# Task statement
Print every one of the rows below word for word, omitting the pictures.

▼

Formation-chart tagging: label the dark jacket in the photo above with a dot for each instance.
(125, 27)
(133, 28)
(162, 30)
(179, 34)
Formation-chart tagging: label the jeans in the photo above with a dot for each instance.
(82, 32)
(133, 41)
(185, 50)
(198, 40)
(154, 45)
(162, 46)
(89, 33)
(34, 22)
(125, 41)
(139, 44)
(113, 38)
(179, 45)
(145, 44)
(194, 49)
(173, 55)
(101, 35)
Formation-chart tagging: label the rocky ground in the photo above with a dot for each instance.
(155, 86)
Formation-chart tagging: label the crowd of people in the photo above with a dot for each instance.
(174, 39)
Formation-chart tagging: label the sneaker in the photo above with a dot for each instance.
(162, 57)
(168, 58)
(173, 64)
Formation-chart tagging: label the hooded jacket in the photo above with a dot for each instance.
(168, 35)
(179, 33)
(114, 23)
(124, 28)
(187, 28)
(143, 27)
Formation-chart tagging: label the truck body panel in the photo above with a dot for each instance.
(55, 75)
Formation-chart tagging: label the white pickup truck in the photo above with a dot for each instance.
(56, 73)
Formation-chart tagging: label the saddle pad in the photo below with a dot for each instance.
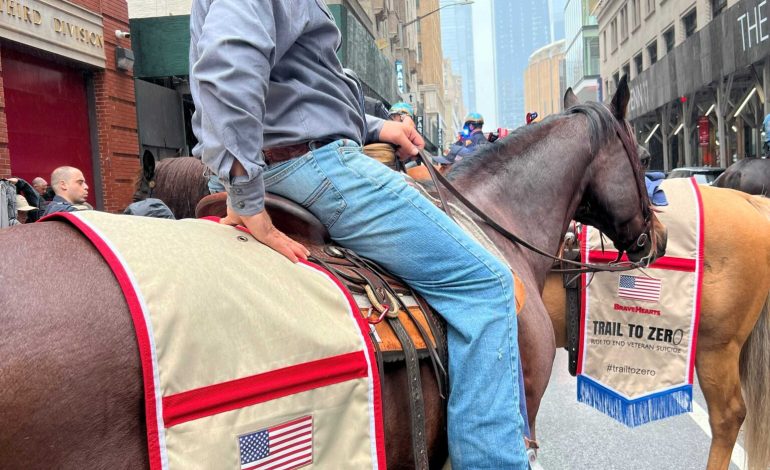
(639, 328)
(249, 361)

▲

# Result of the exercise
Formation-chart tagging: label the dark jacket in the photo above with a dot for each instance.
(125, 27)
(133, 28)
(162, 30)
(179, 34)
Formation-chart tagging: label the jeans in the photo above with a dot for each instance.
(82, 32)
(133, 41)
(185, 50)
(198, 40)
(154, 45)
(162, 46)
(89, 33)
(34, 22)
(125, 41)
(139, 44)
(113, 38)
(179, 45)
(145, 44)
(194, 49)
(173, 55)
(101, 35)
Formation-chart tagging: label the rocky ground in the photo above with a dot for each instance.
(155, 86)
Formation-chart tagging: label the crowd of people in the photo above with a dot for each instance.
(174, 39)
Formation-chart tagging: label the sneaker in the photo above with a dot for each instance.
(162, 57)
(168, 58)
(173, 64)
Formation-chart tagging: label the hooded jacket in the photo above with a dot for each instance.
(168, 35)
(179, 33)
(114, 23)
(124, 28)
(187, 28)
(143, 27)
Formation-chart tagging: label the truck body panel in the photo above with a dot for each instance.
(55, 75)
Formation-chart tagging: label the white pickup truck in the photo above with a dot for each instance.
(56, 73)
Formation-chart tagging: label the saddle pad in the photo below with a dot for each instance.
(639, 328)
(249, 361)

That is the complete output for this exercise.